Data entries
- - - - -

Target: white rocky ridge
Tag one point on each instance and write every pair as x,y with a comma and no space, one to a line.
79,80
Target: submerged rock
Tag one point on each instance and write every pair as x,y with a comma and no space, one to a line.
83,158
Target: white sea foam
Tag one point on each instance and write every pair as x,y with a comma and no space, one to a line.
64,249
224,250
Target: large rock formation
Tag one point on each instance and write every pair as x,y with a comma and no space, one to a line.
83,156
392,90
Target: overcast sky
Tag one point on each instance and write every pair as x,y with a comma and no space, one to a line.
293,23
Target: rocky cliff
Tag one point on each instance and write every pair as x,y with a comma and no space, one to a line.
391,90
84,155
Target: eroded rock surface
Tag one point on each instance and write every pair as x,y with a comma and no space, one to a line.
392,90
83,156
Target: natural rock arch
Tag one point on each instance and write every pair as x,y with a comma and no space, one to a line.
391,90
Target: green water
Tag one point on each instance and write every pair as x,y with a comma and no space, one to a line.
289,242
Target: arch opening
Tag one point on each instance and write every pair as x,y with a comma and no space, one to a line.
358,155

- - - - -

— Short problem —
Each line of the listing should be echoed back exactly.

— The result —
Target: white rocky ridge
Tag one point on each instance and write every pair as x,y with a comma and no space, one to a line.
79,80
Target: submerged rock
Tag one point on each instance and write every pair as x,y with a comma and no space, one to a line.
83,158
Target: white sea foam
Tag one point on each instance and write every pair as x,y with a comma and no space, one to a line.
64,249
224,250
Target: large rock formation
Tag one point on each instance and write every pair as x,y with a comma and no space, one to a line.
83,156
392,90
Target: overcast sky
Tag one point on each instance and write every pair as x,y with a comma and no space, one to a line.
293,23
Target: rocky cliff
Tag one point on each instance and write every pair as x,y with a comma and no space, one to a line.
391,90
84,155
Target: eroded rock surface
Tag one point on each instance and write every pair as x,y with a comma and no space, one to a line.
392,90
83,156
Target: natural rock arch
Tag one point on each instance and write every pair as x,y with a comma and no space, one to a line.
391,90
Target: green water
Tag one point on each instance and write every pair as x,y with a comma and no space, one to a line.
289,242
Target: arch opening
Tag one point on each instance and write every pair as x,y with a comma and no space, one to a line.
358,155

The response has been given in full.